>> BEGIN INPUT FOR THIS TASK

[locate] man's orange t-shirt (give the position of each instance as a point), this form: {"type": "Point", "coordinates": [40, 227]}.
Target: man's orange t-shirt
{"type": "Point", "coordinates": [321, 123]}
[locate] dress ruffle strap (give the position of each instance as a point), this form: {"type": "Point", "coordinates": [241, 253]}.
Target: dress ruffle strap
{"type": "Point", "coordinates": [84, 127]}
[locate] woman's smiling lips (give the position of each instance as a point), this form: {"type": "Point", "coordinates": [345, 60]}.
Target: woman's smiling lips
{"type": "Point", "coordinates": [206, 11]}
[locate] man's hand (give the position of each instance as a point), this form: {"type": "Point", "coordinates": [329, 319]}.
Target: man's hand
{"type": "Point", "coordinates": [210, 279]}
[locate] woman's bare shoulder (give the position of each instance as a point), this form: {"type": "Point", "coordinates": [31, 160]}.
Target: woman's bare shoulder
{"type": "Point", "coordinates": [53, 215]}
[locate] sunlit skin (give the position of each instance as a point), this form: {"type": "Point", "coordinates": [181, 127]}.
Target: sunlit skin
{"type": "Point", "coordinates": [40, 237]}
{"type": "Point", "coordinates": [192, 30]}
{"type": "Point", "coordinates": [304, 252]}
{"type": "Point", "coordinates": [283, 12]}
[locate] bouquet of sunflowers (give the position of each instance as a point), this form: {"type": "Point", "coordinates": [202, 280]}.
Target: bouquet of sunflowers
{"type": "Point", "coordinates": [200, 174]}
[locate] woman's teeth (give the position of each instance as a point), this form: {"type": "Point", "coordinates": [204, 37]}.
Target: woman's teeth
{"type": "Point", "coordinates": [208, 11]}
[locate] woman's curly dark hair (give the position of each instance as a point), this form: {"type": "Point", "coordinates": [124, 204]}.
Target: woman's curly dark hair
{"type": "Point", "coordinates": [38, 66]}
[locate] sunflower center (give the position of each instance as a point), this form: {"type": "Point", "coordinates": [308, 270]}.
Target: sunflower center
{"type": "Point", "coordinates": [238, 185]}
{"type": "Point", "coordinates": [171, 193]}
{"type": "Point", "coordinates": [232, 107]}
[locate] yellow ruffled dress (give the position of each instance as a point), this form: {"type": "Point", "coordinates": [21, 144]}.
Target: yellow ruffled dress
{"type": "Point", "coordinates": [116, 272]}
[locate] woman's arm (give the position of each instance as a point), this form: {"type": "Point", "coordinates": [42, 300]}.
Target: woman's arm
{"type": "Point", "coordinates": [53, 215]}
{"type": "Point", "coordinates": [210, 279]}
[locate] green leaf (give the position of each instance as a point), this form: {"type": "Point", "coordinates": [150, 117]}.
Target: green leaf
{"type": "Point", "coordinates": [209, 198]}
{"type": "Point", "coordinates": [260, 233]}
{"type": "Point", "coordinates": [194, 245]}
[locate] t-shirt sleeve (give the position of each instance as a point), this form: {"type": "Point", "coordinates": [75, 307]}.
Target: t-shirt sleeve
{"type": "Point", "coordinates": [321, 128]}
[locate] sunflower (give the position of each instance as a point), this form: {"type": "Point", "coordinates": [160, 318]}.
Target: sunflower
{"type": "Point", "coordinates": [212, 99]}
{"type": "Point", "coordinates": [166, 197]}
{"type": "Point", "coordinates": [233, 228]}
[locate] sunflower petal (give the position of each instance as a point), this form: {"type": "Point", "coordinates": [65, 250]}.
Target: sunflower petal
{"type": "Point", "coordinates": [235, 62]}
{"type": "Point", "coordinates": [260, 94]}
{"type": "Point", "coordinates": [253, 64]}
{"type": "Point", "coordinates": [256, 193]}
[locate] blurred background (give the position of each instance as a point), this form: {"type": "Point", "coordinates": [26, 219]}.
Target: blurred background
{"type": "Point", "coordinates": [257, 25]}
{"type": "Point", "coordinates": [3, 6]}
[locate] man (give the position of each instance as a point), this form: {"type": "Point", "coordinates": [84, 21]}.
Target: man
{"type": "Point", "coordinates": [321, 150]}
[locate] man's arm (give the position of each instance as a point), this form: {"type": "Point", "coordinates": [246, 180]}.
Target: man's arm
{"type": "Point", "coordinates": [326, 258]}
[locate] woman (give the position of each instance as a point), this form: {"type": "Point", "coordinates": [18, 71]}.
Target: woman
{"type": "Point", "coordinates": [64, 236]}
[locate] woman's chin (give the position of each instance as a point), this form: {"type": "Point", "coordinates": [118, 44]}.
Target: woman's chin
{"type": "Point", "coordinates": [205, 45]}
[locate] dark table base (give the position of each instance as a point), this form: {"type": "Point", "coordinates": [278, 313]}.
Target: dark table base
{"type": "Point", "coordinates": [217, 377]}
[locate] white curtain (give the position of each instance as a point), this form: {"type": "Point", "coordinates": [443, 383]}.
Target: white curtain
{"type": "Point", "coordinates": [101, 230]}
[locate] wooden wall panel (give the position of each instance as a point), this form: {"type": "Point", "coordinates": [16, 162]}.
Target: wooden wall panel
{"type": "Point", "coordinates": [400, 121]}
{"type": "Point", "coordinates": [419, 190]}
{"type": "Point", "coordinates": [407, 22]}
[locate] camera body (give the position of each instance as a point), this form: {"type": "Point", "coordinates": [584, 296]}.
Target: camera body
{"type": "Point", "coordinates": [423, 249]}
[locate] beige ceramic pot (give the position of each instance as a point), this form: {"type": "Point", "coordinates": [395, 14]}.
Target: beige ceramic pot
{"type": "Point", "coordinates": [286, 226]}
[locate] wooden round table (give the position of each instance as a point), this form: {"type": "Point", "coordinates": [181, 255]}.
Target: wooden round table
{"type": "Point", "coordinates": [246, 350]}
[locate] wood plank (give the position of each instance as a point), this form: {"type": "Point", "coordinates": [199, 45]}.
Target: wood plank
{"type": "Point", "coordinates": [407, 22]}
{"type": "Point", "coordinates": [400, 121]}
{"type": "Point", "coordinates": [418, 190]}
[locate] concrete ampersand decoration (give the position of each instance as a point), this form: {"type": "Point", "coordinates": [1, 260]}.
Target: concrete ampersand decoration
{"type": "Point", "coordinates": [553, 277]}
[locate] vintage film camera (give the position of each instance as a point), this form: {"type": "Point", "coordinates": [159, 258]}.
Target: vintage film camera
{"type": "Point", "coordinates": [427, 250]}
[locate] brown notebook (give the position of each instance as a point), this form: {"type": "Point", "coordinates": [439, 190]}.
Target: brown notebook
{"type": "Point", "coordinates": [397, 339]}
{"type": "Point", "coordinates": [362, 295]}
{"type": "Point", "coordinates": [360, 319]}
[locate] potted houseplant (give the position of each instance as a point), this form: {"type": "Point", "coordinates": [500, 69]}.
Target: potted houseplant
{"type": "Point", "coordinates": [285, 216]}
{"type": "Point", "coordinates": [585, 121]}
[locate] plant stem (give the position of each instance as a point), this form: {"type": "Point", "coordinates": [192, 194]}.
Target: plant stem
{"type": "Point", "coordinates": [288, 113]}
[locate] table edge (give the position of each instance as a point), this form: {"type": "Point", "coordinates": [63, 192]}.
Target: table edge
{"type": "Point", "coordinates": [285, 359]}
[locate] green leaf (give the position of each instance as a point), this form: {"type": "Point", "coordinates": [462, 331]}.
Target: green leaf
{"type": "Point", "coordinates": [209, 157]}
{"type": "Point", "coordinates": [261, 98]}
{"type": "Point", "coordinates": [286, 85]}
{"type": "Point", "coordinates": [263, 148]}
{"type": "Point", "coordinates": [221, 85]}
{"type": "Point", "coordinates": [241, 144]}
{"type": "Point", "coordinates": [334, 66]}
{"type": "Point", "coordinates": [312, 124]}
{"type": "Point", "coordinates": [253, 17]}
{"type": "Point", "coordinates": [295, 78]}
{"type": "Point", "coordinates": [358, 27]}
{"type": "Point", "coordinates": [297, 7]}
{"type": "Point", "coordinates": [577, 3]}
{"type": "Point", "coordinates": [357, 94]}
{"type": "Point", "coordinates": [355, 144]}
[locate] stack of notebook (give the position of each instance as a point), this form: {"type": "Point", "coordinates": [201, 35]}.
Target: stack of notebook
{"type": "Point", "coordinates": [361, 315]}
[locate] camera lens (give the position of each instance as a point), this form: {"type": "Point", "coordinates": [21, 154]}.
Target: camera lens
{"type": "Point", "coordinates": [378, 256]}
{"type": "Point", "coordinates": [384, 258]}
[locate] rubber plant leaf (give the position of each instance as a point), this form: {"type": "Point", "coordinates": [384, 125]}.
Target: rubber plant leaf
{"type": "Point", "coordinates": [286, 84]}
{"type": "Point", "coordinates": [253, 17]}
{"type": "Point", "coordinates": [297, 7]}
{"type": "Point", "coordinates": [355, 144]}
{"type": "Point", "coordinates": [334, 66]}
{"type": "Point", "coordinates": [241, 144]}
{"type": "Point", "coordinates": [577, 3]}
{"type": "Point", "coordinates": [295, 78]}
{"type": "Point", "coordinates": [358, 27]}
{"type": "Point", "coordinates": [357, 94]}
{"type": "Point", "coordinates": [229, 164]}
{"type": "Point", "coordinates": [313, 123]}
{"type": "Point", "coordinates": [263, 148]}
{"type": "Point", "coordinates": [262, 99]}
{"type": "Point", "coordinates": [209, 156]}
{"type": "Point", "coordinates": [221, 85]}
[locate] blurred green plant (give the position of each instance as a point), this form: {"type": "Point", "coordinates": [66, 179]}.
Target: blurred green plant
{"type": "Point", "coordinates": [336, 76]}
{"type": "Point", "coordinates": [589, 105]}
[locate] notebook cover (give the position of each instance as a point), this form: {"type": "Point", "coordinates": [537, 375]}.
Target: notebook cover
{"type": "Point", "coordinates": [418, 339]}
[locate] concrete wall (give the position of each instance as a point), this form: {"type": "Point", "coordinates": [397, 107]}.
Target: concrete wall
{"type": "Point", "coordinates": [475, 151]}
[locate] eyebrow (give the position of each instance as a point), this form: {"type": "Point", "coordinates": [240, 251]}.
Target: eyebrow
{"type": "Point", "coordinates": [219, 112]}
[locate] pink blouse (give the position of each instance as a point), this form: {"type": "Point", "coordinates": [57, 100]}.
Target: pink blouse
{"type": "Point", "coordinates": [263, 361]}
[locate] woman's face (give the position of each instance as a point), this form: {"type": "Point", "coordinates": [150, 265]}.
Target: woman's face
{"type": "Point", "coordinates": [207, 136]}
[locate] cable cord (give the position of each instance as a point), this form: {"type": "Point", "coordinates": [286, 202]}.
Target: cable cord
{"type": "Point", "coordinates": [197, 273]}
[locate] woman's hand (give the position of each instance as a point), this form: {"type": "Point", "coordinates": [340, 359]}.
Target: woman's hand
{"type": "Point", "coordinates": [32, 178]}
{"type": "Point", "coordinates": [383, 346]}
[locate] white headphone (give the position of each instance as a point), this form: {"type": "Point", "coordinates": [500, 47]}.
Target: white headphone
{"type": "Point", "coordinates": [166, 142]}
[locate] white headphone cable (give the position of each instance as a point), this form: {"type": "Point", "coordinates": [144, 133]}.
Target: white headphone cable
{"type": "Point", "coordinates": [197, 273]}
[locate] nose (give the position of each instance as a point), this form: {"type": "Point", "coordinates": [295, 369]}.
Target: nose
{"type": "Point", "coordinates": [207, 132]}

>> END INPUT FOR THIS TASK
>> BEGIN INPUT FOR THIS TASK

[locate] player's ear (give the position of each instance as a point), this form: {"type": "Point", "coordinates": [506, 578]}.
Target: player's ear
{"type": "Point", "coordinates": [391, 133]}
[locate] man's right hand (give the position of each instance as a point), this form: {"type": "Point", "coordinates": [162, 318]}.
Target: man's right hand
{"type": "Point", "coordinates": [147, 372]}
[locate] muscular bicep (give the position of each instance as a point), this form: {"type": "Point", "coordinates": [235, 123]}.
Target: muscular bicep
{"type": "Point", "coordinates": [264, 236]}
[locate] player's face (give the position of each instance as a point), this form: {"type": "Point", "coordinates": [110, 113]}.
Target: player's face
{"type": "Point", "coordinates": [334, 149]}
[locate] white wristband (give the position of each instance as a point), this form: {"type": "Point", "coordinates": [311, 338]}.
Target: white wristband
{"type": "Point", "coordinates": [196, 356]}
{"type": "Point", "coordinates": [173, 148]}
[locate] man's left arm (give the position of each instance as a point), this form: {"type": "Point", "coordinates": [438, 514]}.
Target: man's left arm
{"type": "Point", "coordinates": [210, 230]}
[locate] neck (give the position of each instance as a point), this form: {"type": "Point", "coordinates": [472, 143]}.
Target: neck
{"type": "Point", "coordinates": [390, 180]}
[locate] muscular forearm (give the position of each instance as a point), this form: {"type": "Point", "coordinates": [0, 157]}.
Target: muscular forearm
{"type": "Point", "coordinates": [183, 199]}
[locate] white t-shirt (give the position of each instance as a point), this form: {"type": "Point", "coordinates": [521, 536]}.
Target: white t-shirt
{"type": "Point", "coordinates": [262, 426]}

>> END INPUT FOR THIS TASK

## GOAL OF THE EXERCISE
From the listing above, return unchanged every line that contains the string "center".

## ANSWER FOR THE TASK
[locate] sunflower center (give the position of each instance as a point), this form: {"type": "Point", "coordinates": [308, 270]}.
Target: sunflower center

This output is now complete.